WORK TO BE COMPLETED ::
In the records, from the line containing "Wanted = one point per instance on the blue" through the end, change "sidewalk" to "footpath" and give those lines back with nothing else altered.

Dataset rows
________________________________________

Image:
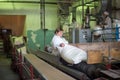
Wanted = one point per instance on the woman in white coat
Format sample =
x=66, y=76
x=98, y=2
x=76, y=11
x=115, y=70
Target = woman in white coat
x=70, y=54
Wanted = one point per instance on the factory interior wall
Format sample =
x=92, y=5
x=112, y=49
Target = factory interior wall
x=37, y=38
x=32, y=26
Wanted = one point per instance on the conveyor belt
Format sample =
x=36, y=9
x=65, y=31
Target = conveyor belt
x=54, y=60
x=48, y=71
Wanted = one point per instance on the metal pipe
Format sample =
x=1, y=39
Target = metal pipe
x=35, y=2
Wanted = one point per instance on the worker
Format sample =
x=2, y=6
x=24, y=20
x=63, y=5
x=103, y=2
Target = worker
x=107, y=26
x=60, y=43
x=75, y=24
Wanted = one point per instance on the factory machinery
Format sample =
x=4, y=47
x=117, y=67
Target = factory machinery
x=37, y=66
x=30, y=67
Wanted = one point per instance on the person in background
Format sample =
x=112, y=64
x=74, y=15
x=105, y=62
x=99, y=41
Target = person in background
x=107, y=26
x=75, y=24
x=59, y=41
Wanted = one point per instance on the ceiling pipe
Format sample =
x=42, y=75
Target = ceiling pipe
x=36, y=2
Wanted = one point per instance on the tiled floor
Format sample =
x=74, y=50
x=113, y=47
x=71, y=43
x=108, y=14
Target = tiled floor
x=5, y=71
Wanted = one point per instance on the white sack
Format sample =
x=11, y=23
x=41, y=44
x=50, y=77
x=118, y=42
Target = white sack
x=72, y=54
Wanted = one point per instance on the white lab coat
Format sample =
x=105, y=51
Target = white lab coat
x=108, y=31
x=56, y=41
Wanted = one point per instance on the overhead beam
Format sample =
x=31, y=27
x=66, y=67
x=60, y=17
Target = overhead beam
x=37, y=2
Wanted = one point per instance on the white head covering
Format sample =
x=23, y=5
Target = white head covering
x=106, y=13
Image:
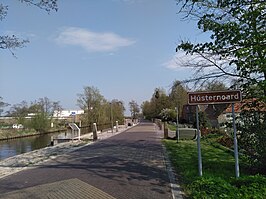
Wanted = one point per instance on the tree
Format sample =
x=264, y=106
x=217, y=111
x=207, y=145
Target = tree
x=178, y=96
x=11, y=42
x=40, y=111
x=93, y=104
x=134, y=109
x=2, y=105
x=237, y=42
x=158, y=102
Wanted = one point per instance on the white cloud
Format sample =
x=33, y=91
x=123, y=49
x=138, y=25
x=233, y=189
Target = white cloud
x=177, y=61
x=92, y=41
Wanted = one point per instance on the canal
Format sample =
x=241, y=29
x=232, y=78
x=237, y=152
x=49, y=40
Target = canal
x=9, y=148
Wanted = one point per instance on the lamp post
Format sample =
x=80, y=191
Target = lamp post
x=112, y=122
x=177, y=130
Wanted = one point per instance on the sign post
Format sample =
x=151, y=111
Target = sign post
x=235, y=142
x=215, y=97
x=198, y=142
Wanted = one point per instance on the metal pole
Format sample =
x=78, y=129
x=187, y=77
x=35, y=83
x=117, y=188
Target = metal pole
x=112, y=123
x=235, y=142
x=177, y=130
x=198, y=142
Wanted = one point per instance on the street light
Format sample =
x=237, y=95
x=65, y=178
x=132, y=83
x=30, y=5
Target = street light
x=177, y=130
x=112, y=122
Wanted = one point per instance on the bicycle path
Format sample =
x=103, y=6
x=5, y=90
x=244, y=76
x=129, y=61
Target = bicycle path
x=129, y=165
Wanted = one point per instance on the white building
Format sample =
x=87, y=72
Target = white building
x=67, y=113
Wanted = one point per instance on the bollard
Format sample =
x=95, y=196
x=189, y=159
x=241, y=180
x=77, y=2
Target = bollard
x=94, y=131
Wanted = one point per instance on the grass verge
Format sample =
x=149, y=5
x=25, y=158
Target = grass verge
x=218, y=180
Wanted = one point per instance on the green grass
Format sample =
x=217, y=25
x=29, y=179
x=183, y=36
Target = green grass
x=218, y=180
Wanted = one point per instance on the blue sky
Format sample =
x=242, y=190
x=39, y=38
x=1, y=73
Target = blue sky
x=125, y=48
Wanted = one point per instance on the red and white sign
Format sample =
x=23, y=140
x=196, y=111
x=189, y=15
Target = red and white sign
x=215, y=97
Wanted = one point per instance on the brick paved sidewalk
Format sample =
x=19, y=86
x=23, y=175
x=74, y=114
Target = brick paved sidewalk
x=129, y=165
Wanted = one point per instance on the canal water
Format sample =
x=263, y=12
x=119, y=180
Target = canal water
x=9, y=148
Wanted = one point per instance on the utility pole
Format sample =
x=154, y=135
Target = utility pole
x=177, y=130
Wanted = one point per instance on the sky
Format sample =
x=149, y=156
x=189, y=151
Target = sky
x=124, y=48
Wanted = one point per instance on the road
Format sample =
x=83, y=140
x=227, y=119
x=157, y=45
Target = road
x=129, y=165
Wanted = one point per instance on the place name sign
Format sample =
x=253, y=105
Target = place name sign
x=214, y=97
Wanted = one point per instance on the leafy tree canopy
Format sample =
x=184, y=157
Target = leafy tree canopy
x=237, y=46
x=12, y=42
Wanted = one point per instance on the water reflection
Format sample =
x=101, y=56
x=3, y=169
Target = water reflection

________________________________________

EXERCISE RESPONSE ::
Wanted = one point per instance on the blue sky
Format sample =
x=242, y=190
x=39, y=38
x=1, y=73
Target = blue sky
x=125, y=48
Wanted = one point per instance on the red and white sign
Format sample =
x=23, y=140
x=196, y=111
x=189, y=15
Target = red and white sign
x=215, y=97
Wanted = one point per instance on the brick paved footpath
Format sample =
x=19, y=86
x=23, y=175
x=74, y=114
Target = brick paved footpath
x=129, y=165
Wanted = one point per instance on the canal water
Format sample =
x=263, y=12
x=119, y=180
Target = canal water
x=9, y=148
Wanted = one point per instance on the utility pole
Format sample =
x=154, y=135
Target = utility pole
x=177, y=130
Wanted = one point per instance on the sky
Format sample =
x=149, y=156
x=189, y=151
Target = sky
x=124, y=48
Wanted = one point per instance on the road
Format sample =
x=83, y=140
x=227, y=119
x=157, y=45
Target = road
x=129, y=165
Wanted = one point per instance on the place name sign
Format sample =
x=253, y=105
Target = place name sign
x=214, y=97
Wanted = one point per instance on the leafy tree canopy
Format sample =
x=184, y=157
Target = leafy tree canopy
x=237, y=46
x=12, y=42
Wanted = one point per instance on the water reflection
Format sample =
x=101, y=56
x=3, y=169
Target = water reflection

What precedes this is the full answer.